(Beginning of Material for this exercise)

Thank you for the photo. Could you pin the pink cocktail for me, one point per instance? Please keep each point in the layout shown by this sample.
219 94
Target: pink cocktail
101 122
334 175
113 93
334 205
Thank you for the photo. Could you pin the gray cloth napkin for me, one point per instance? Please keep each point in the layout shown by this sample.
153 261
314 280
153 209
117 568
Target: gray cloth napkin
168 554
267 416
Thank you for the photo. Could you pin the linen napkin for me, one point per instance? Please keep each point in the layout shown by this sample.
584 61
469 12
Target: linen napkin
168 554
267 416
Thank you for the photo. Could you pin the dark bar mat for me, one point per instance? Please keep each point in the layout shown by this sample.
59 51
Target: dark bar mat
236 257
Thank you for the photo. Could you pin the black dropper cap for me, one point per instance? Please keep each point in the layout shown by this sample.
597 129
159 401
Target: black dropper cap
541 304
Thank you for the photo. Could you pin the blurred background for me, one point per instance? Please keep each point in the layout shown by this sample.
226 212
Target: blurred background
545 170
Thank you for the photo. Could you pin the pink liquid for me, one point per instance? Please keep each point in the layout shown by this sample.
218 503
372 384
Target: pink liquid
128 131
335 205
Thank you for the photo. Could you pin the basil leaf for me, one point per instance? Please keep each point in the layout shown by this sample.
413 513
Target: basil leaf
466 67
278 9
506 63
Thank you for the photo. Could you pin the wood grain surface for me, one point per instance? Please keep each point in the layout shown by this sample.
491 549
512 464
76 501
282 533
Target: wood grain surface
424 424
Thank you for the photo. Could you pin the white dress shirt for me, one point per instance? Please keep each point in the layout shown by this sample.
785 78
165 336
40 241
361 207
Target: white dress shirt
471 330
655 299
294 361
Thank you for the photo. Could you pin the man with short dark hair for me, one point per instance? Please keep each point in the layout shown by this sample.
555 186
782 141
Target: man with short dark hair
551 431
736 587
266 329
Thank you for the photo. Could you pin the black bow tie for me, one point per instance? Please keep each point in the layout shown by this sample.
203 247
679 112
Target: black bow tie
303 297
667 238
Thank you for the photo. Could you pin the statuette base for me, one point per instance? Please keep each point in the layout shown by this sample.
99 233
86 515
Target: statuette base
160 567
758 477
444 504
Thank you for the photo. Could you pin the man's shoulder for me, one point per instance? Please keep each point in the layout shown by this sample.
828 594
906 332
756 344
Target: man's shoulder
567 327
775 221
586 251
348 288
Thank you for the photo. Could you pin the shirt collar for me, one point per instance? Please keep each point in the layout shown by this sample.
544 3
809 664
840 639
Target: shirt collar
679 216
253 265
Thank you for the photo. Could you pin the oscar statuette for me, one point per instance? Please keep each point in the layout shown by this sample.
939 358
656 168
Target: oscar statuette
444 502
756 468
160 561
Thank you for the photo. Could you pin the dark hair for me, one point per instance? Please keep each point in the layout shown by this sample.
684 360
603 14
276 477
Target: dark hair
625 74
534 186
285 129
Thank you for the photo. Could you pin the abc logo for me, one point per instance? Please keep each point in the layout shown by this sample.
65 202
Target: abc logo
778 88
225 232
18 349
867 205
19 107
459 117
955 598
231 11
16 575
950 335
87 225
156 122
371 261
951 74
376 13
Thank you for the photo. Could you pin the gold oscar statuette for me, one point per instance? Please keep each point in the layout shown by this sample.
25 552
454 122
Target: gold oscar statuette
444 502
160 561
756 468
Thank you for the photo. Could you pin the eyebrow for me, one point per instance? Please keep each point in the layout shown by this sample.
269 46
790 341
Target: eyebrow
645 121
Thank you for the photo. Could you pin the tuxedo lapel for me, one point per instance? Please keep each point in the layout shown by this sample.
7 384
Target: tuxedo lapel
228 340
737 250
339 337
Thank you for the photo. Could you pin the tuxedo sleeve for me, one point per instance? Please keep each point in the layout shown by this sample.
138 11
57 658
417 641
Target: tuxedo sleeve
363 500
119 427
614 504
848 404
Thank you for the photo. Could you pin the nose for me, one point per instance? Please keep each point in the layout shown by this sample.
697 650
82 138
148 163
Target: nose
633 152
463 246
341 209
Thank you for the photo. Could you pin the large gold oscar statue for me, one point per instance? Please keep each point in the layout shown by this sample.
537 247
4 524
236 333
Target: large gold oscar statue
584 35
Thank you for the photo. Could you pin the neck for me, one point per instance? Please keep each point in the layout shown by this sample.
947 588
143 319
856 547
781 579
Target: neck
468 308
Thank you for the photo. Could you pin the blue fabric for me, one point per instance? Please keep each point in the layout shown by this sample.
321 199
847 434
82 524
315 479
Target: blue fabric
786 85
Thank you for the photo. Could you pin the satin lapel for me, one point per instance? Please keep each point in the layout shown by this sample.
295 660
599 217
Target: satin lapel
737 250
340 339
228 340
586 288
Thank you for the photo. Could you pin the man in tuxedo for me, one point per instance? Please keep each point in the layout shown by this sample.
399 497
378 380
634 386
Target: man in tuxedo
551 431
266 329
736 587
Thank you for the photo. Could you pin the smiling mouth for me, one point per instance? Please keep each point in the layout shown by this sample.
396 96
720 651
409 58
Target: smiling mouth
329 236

(End of Material for this exercise)

#### Your task:
Write the records above out again, exactly as they are.

#### Result of this exercise:
Thank you for the photo. Could you pin the pink cocktail for me, one point per instance? Please keep each point in the layout shown by this sample.
219 94
Target: pink cocktail
101 122
334 175
113 93
334 205
Thank you for the photo. Could you pin the gray cloth napkin for me, one point per instance? Please keep each point in the layout shown by this sample.
153 261
314 280
153 209
117 568
Target: gray cloth napkin
168 554
267 416
Thank you for the photo. Could you pin the linen napkin for me, one point per instance? Please keep each point in the layout shown by this sample.
584 61
469 12
Target: linen napkin
168 554
267 416
Thank you for the photo. Could you pin the dark bar mat for me, one point per instance? Please keep each point in the layout shown by this sample.
59 51
Target: dark bar mat
236 257
Thank you for the photo. Could you pin the black dropper cap for me, one point per instance? Please keep each point in the layout shown by this sample.
597 129
159 401
Target: black dropper cap
541 304
Thank you for the photo. Could you pin the blurred background for me, one point per instance? Please keep each point in the layout shown by this sample.
226 212
Target: blurred background
545 170
Thank you for the photo. Could you pin the pink liquid for me, one point per instance? Please keep each point in the layout shown by this sample.
218 503
372 384
Target: pink liquid
128 131
335 205
Thank you for the photo. Could you pin the basil leaf for me, one point per instance? Please keep each point in the layout shown by this sample.
413 513
Target: basil leaf
466 67
278 9
506 63
Thank you for the photo. Could you pin the wood grain surface for me, one point per instance? Please keep each point in the layout shown by this sample.
491 549
512 464
76 501
282 533
Target: wood grain surface
424 424
Thank you for the photo. Could you pin the white dress shirt for me, one point per instance? Please keep each point in the layout shown by this sample.
785 78
165 336
40 241
361 207
Target: white dress shirt
471 330
655 299
294 361
Thank you for the photo. Could you pin the man with short dark hair for me, one point per instance? Please keep each point in the layout shown by this sample.
555 186
782 141
Target: man with short dark hair
551 431
736 587
266 329
Thank you for the photo. Could you pin the black bow tie for me, one point per instance? Please keep each point in the layout shown by this sample.
203 247
679 112
Target: black bow tie
303 297
667 238
Thank you for the photo. Could you pin the statuette base for me, one point per instance? Please keep each point in the layout shown by this sample.
99 233
86 515
Target: statuette base
160 567
758 477
444 504
Thank you for the photo. Could you pin the man's shoulder for me, one point per instance? Please keep each point in the layout shown by this sample.
828 594
906 332
756 344
Target: man's shoulder
567 327
775 221
586 251
348 288
Thank you for the photo. Could you pin the shirt collar for me, one point per instance? Please keep each point in the layout shown by this sample.
544 3
809 664
840 639
Target: shirt collar
679 216
253 265
Thank you for the photo. Could you pin the oscar statuette for me, one point per instance? Please keep each point in the layout shown by this sample.
939 358
656 168
Target: oscar statuette
444 502
756 468
160 561
Thank you for the photo. Could you pin the dark hair for me, one point per instance? Please keep each point in the layout shown by this sample.
684 360
603 14
276 477
Target: dark hair
625 74
534 186
285 129
Thank you for the photo. Could you pin the abc logo for me, one point per instance? Please keep each point in the layout shown by this sample.
65 202
Target: abc logo
778 88
225 232
18 349
867 205
19 107
459 117
955 598
231 11
16 575
950 335
87 225
156 122
371 261
951 74
376 13
Thank you for the photo. Could you pin the gold oscar statuette for me, one point per instance? Please keep each point in the layout shown by this sample.
25 552
454 122
Target: gold oscar statuette
444 502
160 561
756 468
Thank you for the photo. Could you pin the eyebrow for me, one point per instance? Please keep each point in the layout shown by this sample.
269 46
790 341
Target: eyebrow
645 121
Thank you for the photo. Could you pin the tuxedo lapel for me, one point per instance? Please keep each point in the layout shown by this sample.
7 384
Target: tuxedo lapel
228 340
737 250
339 337
Thank you for the photo. Could you pin the tuxedo sleeve for me, one point per instance? Please keep each point in the layout shown by this sample.
138 11
57 658
417 641
Target: tuxedo sleeve
363 500
119 427
614 504
848 404
Thank you for the photo. Could you pin the nose for me, one point per instance? Please keep each point in the layout shown by this sample.
697 650
82 138
148 163
Target: nose
633 152
463 246
341 209
Thank you for the photo. Could you pin the large gold oscar statue for me, one point per instance? Please keep each point in the layout shown by this sample.
537 247
4 524
236 333
Target: large gold oscar statue
584 35
Thank you for the photo. Could you pin the neck for me, one point per instance? Please keep each point in the layout shown by this sample.
947 588
143 319
856 547
781 579
Target: neck
468 308
Thank you for the photo. Could you pin the blue fabric for me, one point per instance? Please keep each point in the layout shown by this sample.
321 199
847 434
82 524
315 479
Target: blue fabric
786 85
Thank you for the photo. Could you pin the satin lapel for me, one point per instance? Please keep each point in the layout shown by this sample.
295 660
599 217
Target: satin lapel
737 250
340 339
228 340
586 288
Thank you for the photo. Could you pin the man in tuxedo for me, one point per instance? Please keep each point in the layout shown by this sample.
399 497
378 380
634 386
Target: man in tuxedo
551 431
266 329
736 587
Thank you for the photo. Could you pin the smiling mouth for me, one point per instance? Please keep each point in the layout shown by this sample.
396 96
720 651
409 58
Target: smiling mouth
329 236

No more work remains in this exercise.